» **SOLICITAÇÃO ESCRITA 1**
Filtre as entradas e copie cada linha que contenha a palavra "wicketkeeper".

» **TRECHO SELECIONADO**

++++++++++

A segunda coisa que quero dizer é sobre uma aventada semelhança entre as expressões e os gestos da moça e as que se dirigem aos árbitros, como filhos da p.

Fdp é algo tão desqualificador? Uma prostituta deixa de ser pessoa ou mulher? A grande Rose Marie Muraro exaltou, há mais de meio século, a dignidade das prostitutas – não da atividade, na maioria das vezes explorada com violência, mas das mulheres que dela dependem.

Há alguns anos, fiz uma reportagem sobre ex-prostitutas. Ouvi uma moça criada por uma delas, a professora Jara Fontoura da Silveira. Quem acha que desqualifica alguém definindo-a como prostituta, que fale com a professora Jara, doutora em Educação Ambiental, na Universidade Católica de Pelotas.

Mas não há como negar que existe, sim, tentativa de desqualificação num ataque, com ofensa racista, a um negro que alguém considera “incômodo”.

Qualquer estudioso da escravidão nos diz que o processo de anulação do negro passava pela coisificação e pela animalização. Um dia, a guria da Geral do Grêmio ficará sabendo disso. Se conseguir largar o macaquinho de pelúcia.

É estranho que, na foto em que grita macaco, com a boca aberta, a torcedora tenha ficado com a expressão da famosa figura do Grito, da tela de Munch. Como se fosse assombrada pelo próprio assombro.


Sant’Ana sai por uns dias para uma cirurgia. Eu fico por aqui até sua volta. Estaremos todos na torcida.

++++++++++

» **DADOS DE TRABALHO**
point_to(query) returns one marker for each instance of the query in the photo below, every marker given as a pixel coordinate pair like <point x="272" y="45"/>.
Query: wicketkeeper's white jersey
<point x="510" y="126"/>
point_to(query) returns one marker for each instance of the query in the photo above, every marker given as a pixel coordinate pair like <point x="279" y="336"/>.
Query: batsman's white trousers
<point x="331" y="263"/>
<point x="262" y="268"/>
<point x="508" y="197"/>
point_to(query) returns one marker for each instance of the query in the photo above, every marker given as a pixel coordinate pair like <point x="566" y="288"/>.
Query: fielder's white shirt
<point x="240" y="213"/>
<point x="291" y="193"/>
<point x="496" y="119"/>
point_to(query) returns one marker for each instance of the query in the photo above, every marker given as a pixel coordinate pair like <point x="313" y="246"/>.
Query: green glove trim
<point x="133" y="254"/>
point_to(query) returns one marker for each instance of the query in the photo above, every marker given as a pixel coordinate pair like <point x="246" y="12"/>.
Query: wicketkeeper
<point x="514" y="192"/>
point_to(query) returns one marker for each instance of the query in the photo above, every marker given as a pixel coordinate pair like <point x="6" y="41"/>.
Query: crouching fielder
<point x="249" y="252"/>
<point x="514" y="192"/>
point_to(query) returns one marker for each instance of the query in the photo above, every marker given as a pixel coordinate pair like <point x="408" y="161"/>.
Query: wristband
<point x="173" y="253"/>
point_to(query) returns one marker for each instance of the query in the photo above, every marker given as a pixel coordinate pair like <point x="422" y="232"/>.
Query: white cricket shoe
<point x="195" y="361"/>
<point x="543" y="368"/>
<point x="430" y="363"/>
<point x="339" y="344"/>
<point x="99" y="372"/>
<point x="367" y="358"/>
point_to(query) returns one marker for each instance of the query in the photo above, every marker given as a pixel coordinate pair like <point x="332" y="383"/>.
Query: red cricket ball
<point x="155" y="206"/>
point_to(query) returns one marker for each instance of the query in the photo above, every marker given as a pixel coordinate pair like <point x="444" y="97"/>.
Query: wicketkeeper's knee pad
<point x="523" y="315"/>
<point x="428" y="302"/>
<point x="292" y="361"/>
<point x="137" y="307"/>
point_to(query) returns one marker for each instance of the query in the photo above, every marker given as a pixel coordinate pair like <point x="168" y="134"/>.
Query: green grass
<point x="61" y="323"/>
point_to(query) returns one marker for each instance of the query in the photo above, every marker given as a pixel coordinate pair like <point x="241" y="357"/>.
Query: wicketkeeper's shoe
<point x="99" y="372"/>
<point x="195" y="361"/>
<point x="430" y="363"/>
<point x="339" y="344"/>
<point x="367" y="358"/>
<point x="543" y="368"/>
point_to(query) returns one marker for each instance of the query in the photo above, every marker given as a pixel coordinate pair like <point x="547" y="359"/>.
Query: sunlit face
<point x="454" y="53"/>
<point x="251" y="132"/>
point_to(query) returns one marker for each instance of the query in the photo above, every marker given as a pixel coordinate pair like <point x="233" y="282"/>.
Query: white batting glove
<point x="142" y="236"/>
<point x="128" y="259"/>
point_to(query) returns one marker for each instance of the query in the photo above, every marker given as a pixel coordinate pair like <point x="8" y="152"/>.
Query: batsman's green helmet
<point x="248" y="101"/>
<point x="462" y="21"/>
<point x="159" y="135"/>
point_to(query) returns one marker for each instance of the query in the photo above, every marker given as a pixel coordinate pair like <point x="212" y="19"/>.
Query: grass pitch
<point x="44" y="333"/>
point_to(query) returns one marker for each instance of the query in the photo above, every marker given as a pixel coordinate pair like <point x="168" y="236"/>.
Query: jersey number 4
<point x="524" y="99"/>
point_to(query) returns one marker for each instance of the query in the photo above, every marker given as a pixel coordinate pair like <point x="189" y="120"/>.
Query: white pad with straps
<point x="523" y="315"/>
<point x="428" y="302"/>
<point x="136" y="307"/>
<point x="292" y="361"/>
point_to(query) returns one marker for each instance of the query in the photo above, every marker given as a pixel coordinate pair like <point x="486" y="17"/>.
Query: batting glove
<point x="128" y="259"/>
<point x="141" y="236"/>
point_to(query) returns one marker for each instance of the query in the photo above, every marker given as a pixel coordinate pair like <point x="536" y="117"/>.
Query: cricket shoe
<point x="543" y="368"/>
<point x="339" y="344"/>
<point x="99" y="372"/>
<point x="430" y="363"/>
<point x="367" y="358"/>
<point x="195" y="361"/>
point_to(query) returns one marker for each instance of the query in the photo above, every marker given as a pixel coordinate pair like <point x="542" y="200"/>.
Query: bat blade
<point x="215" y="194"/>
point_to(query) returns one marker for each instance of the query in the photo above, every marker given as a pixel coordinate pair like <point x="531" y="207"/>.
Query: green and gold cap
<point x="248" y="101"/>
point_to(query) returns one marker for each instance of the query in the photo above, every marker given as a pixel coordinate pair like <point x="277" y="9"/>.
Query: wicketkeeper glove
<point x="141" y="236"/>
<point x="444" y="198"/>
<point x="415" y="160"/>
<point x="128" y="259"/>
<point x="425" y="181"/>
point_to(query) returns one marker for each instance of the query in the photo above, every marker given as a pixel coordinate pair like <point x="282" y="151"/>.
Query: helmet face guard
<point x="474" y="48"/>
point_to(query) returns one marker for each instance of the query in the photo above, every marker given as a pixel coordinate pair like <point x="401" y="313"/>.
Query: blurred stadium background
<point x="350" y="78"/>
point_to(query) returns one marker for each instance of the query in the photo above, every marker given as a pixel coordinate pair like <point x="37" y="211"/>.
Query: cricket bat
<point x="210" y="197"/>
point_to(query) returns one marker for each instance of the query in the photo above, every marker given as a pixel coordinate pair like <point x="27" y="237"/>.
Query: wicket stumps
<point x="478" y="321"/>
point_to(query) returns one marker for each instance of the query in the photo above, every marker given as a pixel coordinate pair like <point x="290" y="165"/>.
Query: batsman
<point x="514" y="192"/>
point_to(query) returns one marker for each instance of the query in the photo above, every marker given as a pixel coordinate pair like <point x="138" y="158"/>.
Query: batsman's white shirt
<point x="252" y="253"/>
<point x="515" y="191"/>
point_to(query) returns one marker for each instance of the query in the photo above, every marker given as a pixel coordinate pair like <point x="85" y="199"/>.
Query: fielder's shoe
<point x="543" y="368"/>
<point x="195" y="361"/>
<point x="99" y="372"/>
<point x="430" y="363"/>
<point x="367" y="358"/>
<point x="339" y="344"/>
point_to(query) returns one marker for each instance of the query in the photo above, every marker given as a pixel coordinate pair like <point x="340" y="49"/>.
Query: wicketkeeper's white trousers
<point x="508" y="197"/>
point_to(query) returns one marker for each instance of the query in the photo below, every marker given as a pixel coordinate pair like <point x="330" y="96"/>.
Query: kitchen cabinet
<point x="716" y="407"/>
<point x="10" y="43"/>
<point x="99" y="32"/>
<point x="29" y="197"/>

++++++++++

» **SOLICITAÇÃO ESCRITA 2**
De acordo com o trecho selecionado, em que área a professora Jara Fontoura da Silveira é doutora?

» **RESOLUÇÃO 1**
Query: wicketkeeper's white jersey
Query: wicketkeeper
Query: wicketkeeper's knee pad
Query: wicketkeeper's shoe
Query: wicketkeeper glove
Query: wicketkeeper's white trousers

» **RESOLUÇÃO 2**
Em Educação Ambiental.